TASK PROMPT: Look through the lines below; wherever the word "picture" appears, copy that line.

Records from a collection
◇ ◇ ◇

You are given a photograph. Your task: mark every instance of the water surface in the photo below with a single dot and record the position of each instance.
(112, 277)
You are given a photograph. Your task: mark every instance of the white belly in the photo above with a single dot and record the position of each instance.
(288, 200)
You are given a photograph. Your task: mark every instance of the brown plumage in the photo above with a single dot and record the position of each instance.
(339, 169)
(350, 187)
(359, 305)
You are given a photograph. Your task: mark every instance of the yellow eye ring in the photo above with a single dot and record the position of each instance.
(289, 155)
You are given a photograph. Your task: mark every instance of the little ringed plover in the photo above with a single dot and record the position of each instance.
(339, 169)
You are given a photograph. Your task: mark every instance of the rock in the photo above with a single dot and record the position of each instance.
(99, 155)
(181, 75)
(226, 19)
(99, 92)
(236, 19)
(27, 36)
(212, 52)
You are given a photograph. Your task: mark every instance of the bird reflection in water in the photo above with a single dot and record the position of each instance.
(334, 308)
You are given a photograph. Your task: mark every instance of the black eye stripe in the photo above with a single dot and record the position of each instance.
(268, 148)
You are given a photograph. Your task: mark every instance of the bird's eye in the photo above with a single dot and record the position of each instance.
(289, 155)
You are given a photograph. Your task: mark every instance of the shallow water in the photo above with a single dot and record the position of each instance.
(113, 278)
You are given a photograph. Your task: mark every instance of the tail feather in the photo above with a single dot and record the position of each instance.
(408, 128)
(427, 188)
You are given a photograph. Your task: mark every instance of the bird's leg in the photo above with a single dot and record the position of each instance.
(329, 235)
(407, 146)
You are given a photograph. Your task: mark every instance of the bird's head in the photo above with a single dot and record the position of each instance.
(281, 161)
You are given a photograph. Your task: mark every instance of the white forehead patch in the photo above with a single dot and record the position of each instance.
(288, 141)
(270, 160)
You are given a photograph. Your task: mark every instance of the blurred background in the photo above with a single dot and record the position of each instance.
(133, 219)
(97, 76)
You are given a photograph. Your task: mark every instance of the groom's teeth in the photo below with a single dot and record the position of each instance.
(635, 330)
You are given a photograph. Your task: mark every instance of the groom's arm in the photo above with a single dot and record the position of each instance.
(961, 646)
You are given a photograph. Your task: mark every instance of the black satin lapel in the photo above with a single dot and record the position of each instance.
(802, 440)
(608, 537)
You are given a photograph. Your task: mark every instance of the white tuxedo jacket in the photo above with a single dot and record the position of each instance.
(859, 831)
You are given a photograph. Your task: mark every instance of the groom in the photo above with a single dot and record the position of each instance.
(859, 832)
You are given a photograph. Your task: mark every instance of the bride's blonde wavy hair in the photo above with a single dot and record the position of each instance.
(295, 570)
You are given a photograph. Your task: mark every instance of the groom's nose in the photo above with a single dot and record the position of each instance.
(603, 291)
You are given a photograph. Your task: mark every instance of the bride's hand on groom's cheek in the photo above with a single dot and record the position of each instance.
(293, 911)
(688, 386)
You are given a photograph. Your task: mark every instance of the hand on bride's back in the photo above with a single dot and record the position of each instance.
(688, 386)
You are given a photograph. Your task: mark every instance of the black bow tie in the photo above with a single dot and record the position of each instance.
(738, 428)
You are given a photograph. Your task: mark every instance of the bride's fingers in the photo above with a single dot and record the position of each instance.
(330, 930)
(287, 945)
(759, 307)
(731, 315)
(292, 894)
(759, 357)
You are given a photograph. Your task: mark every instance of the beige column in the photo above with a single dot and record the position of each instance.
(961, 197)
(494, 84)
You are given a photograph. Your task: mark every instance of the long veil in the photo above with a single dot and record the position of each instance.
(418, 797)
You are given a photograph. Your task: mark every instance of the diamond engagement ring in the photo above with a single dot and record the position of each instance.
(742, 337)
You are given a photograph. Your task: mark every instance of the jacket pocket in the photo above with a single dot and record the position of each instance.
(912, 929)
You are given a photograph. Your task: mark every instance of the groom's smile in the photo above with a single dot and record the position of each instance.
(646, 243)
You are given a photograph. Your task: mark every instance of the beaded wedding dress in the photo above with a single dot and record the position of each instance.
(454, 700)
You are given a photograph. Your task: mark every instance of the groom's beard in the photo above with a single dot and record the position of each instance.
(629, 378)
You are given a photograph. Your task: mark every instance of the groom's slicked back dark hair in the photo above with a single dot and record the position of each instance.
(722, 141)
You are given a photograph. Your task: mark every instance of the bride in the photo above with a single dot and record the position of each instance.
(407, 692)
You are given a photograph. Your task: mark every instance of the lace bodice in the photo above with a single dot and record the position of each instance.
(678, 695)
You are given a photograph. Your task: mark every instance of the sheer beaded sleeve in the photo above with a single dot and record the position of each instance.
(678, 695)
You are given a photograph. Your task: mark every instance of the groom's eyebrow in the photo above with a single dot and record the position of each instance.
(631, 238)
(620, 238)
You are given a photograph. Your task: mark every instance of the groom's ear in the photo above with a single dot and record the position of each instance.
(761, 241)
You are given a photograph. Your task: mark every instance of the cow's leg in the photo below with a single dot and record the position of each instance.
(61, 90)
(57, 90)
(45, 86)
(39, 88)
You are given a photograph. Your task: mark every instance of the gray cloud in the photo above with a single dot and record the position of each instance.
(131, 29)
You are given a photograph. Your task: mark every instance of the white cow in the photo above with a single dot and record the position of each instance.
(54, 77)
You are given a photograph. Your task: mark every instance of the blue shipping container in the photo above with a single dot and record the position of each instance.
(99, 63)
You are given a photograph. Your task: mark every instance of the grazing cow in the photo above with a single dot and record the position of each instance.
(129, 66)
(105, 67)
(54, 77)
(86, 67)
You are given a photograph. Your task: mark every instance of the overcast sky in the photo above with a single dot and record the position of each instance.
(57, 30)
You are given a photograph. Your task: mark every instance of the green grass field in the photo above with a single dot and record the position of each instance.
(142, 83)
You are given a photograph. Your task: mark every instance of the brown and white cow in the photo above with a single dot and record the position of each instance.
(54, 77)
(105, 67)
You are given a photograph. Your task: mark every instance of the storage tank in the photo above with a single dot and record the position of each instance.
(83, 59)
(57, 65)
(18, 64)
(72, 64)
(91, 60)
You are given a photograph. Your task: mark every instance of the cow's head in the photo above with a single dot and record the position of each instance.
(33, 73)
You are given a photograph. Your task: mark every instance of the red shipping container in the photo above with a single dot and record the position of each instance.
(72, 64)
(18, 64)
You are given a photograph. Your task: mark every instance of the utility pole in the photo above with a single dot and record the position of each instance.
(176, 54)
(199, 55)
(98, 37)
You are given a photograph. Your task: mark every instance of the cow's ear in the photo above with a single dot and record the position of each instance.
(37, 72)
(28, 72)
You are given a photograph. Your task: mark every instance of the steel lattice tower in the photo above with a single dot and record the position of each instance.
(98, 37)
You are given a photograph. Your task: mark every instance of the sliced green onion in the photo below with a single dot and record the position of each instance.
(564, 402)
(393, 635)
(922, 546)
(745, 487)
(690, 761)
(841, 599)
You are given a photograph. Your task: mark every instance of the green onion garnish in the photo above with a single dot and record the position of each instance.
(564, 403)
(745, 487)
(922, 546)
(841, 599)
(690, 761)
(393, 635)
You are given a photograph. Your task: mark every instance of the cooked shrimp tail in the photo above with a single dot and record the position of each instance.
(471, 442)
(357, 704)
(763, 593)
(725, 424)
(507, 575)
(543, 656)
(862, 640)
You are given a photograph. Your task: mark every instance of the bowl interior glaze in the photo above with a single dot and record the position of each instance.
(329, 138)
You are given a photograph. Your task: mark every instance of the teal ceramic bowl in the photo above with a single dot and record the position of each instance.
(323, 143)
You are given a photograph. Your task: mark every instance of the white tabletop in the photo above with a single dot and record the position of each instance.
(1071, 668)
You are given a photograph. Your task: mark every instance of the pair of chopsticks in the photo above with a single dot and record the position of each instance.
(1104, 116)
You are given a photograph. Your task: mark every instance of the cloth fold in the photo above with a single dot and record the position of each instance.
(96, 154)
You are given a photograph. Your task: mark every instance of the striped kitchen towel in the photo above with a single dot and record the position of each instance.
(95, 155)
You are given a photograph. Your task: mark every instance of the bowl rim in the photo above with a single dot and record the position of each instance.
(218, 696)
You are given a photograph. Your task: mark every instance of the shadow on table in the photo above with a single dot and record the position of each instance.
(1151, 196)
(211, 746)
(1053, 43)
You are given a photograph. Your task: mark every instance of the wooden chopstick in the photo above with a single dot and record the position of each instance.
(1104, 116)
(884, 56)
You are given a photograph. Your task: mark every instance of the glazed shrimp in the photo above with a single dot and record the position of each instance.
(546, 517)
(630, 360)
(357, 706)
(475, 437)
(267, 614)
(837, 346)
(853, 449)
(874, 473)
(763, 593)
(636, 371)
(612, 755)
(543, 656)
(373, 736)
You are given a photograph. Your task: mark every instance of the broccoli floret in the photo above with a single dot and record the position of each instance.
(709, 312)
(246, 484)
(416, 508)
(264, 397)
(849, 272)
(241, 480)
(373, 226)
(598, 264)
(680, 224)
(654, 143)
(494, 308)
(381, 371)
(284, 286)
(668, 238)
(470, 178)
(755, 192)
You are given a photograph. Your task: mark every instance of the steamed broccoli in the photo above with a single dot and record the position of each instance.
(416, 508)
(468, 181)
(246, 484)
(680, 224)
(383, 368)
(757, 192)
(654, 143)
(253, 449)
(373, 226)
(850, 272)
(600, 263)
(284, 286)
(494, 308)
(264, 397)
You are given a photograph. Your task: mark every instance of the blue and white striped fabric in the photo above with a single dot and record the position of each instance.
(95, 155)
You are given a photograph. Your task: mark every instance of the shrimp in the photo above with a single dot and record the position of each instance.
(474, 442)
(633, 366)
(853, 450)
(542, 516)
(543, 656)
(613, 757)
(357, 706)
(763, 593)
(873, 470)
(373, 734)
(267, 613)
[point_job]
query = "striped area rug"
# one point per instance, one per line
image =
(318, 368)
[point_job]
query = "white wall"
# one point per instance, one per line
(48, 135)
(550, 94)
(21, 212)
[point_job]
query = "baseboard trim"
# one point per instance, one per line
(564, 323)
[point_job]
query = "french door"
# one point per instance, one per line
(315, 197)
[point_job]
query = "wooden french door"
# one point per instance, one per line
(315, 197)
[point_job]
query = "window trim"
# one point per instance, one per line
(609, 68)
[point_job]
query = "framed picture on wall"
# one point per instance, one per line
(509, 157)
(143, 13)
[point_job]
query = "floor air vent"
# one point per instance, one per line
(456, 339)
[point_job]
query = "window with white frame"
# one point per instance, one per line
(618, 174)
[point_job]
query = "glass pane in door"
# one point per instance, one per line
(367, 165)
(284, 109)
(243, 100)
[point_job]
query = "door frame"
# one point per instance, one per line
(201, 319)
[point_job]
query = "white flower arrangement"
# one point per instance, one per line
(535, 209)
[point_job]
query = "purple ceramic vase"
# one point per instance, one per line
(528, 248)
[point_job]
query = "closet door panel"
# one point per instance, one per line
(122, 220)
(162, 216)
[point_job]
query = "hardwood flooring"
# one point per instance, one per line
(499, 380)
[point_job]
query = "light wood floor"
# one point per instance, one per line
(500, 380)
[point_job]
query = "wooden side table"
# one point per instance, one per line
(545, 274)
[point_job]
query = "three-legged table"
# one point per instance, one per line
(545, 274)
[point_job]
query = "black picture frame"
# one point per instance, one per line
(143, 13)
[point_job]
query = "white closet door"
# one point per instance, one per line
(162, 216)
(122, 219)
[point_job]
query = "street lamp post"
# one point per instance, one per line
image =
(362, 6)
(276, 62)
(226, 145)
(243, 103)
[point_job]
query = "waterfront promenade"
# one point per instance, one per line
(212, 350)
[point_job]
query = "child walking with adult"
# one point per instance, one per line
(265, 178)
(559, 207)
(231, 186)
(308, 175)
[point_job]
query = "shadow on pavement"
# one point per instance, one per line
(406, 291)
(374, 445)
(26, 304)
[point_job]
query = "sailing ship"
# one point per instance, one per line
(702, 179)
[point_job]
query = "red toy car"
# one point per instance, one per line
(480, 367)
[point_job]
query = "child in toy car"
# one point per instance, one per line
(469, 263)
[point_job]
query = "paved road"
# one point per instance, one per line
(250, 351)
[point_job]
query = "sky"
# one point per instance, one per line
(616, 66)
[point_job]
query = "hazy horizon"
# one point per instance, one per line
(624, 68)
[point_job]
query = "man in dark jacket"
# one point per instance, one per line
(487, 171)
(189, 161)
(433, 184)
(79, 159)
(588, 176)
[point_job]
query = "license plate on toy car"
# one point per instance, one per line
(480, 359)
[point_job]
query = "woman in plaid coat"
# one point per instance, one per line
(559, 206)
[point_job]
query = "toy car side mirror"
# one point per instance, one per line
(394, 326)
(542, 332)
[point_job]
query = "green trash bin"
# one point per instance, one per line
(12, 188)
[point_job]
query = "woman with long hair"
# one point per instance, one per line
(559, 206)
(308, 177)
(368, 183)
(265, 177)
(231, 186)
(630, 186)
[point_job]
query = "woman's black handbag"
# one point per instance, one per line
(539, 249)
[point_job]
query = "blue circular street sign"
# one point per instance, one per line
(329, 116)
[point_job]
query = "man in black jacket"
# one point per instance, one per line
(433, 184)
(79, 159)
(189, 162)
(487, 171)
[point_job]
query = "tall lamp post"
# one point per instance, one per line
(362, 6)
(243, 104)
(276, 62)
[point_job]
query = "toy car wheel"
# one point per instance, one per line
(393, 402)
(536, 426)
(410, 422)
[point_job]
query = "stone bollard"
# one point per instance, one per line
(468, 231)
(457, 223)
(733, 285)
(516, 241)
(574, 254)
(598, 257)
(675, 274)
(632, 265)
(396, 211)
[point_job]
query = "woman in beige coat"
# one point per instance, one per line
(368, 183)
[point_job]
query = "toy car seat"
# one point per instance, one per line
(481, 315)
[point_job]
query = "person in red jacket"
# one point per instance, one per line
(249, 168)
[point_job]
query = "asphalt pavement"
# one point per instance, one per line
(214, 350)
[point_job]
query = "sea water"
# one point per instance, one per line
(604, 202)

◇ ◇ ◇

ANSWER SECTION:
query = "framed picture on wall"
query = "black picture frame"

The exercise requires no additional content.